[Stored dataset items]
━━━━

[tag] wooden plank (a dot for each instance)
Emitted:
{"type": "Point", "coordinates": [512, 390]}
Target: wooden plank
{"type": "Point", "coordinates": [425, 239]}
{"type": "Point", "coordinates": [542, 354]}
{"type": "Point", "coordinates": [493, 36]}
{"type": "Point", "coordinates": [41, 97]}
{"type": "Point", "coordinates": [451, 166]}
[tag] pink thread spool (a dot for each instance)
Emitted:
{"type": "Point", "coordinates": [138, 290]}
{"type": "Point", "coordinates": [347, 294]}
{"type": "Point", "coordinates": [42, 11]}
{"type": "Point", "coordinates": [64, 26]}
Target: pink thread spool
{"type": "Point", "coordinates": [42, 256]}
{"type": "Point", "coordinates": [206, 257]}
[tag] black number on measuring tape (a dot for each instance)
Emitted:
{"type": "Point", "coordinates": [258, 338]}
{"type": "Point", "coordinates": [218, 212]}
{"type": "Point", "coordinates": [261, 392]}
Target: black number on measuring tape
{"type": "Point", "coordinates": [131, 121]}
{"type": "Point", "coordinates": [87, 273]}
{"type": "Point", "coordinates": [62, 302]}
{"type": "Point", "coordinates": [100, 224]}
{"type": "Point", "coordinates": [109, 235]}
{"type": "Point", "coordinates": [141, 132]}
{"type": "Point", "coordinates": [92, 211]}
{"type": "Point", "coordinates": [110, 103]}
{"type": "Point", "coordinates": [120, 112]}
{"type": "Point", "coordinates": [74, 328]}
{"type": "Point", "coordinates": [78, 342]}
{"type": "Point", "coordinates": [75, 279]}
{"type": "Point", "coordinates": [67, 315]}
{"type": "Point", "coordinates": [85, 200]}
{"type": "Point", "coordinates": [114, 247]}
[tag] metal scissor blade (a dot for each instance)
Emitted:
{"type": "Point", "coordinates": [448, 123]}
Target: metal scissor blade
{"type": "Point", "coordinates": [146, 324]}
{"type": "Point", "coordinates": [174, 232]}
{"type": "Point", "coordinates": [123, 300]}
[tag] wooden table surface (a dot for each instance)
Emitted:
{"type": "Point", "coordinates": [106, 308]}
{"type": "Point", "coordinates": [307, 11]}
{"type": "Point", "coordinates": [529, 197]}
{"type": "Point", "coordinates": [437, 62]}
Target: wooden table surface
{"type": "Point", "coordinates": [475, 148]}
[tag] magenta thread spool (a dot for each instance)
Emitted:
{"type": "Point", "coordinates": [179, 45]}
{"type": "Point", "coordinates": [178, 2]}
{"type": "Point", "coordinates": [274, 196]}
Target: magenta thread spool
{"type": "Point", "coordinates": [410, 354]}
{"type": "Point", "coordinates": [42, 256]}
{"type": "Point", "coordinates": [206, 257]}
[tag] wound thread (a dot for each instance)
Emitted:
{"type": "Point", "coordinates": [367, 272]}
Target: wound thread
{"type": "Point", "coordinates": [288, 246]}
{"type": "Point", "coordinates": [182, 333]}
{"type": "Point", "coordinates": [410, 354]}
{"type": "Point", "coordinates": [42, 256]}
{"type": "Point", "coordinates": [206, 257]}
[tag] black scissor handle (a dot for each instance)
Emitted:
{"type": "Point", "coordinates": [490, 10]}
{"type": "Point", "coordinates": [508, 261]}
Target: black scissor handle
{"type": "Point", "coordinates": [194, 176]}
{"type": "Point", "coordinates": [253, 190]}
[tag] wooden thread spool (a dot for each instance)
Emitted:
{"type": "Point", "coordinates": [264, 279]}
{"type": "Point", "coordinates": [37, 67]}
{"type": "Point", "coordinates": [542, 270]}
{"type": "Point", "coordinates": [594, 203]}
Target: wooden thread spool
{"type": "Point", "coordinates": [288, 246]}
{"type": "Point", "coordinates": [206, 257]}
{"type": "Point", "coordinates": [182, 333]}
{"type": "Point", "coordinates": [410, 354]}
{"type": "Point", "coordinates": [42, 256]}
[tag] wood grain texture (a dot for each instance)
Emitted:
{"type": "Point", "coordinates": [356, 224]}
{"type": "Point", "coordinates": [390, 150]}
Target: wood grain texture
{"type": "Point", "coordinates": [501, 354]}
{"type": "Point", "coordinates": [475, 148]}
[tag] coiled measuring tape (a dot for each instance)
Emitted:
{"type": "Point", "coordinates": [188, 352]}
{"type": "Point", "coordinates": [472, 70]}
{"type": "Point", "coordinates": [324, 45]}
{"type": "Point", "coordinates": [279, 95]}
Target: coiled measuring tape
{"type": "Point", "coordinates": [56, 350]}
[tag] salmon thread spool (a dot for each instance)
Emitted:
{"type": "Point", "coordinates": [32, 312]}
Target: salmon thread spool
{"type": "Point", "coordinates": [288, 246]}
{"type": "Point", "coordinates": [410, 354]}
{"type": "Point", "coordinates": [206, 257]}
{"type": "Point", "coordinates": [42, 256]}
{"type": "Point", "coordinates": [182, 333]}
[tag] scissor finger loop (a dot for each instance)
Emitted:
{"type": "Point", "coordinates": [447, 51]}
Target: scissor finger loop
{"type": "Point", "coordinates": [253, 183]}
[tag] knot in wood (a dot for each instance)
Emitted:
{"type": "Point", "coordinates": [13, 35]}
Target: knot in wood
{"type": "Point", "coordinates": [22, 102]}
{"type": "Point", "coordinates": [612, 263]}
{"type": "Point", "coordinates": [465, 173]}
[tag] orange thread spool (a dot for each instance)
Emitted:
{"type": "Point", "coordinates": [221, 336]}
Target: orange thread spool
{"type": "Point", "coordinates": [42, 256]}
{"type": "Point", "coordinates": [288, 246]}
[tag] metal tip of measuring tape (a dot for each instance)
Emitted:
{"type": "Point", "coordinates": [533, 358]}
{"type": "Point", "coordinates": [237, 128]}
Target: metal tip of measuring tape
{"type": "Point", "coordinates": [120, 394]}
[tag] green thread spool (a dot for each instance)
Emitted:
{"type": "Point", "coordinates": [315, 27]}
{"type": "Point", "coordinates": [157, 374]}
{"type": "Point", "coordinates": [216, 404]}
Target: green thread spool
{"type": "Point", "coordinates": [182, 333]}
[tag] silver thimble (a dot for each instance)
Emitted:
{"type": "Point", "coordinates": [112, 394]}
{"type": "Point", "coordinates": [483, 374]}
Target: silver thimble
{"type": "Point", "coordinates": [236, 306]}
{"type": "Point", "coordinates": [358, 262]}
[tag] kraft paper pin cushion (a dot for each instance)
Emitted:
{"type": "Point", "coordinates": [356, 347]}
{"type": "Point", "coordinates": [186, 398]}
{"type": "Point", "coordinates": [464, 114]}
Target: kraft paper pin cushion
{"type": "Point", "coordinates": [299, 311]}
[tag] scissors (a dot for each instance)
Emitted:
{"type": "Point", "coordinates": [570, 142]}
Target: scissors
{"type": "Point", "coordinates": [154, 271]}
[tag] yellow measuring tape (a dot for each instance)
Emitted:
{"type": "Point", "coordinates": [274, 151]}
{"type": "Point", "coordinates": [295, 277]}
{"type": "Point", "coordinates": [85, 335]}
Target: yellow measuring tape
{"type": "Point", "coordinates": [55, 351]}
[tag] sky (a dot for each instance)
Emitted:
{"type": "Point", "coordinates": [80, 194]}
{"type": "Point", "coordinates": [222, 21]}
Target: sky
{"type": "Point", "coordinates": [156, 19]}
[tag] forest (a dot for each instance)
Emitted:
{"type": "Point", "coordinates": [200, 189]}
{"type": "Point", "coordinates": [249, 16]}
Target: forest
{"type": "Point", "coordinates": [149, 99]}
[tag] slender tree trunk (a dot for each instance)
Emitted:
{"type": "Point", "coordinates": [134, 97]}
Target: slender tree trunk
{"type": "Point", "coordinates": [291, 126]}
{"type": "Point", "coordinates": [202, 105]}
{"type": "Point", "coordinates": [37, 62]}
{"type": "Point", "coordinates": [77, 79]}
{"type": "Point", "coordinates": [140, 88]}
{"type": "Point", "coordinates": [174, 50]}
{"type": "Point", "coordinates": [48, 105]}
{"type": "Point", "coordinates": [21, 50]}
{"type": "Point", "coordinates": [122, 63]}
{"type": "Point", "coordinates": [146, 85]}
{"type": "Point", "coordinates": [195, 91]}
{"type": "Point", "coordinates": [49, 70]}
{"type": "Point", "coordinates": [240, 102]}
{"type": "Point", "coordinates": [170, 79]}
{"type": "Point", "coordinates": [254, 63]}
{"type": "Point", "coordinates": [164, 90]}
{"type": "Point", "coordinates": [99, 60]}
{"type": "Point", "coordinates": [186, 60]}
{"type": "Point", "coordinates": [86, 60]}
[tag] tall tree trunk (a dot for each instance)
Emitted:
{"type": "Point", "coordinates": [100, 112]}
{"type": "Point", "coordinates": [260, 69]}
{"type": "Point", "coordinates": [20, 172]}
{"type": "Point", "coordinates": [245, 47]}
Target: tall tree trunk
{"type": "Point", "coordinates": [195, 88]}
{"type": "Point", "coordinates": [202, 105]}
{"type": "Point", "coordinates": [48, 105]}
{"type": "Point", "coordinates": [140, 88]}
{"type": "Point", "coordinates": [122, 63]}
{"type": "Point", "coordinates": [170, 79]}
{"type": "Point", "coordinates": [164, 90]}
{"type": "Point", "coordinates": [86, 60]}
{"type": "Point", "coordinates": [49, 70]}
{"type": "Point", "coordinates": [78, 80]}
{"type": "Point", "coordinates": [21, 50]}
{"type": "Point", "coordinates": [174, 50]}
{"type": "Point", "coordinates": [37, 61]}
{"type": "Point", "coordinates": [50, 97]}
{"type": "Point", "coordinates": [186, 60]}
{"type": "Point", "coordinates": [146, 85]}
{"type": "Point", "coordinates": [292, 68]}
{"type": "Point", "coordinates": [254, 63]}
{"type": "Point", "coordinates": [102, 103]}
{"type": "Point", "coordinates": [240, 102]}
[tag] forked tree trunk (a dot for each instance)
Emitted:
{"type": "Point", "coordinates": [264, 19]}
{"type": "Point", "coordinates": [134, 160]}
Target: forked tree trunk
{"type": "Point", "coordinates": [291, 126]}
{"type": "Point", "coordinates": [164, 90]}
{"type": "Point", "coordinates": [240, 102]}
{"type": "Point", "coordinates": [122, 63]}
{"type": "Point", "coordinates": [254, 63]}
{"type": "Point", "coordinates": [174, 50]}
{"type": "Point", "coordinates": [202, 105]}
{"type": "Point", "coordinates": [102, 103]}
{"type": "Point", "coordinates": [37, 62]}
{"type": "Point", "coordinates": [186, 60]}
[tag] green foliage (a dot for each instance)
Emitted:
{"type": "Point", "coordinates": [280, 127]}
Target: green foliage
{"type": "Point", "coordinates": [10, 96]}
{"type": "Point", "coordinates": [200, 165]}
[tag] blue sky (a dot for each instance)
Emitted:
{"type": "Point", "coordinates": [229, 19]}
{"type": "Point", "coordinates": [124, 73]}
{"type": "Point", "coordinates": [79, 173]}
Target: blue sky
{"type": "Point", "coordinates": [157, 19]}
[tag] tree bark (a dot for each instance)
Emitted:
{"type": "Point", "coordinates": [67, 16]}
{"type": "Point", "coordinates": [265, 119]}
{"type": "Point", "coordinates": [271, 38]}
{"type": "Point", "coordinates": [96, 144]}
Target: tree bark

━━━━

Your instructions -
If a line in the data above includes the string "bark", copy it.

Written solution -
[tag] tree bark (a dot for each instance)
Target: tree bark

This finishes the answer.